_Задания_:
a. Перепишите из фрагмента текста без изменений отрывок от слов «Результаты проведенных исследований» до слов «изучения мужской идентичности.».
b. В каком году, согласно фрагменту текста, были проведены исследования мужской идентичности, на которые собираются опираться авторы?

В данном случае мужчины проявили себя как «нормоопределяющая», а женщины как «нормосохраняющая» группа, поскольку социальное сравнение было разнонаправленным. Признание женской активности со стороны мужчин в данном случае очень напоминает признание «по доверенности» П. Бурдье: если женщина восхищает «зрителя» (читай: «судью») не поступками своего мужа или сына (читай: «своими поступками»), то ее поступки могут быть признаны мужественными [6]. На уровне функционирования макроструктуры данный феномен можно объяснить культурными традициями андроцентризма: достойная женщина в большей степени похожа на мужчину
[3, 22].
Результаты проведенных исследований вынуждают признать существование некой коллизии в поиске ответа на вопрос: женщины в обществе — источник гендерной динамики или нормосохраняющая группа? Может быть, нормоопределяющая функция мужской группы, напротив, служит основой социального творчества не только в отношении изменения границ женского пространства личности, но и мужского? На эти вопросы мы будем искать ответ, опираясь на проведенные в 2010 г. исследования в области изучения мужской идентичности.

_Исходные данные_:

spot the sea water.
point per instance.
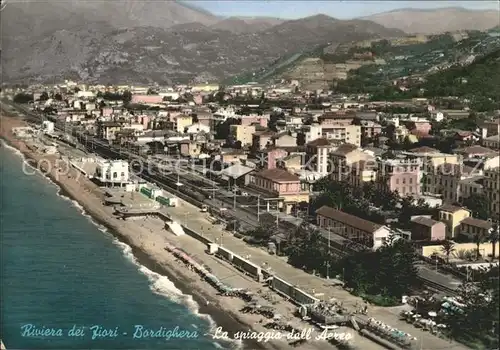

_Ответы_:
a.
Результаты проведенных исследований вынуждают признать существование некой коллизии в поиске ответа на вопрос: женщины в обществе — источник гендерной динамики или нормосохраняющая группа? Может быть, нормоопределяющая функция мужской группы, напротив, служит основой социального творчества не только в отношении изменения границ женского пространства личности, но и мужского? На эти вопросы мы будем искать ответ, опираясь на проведенные в 2010 г. исследования в области изучения мужской идентичности.

b. В 2010 году.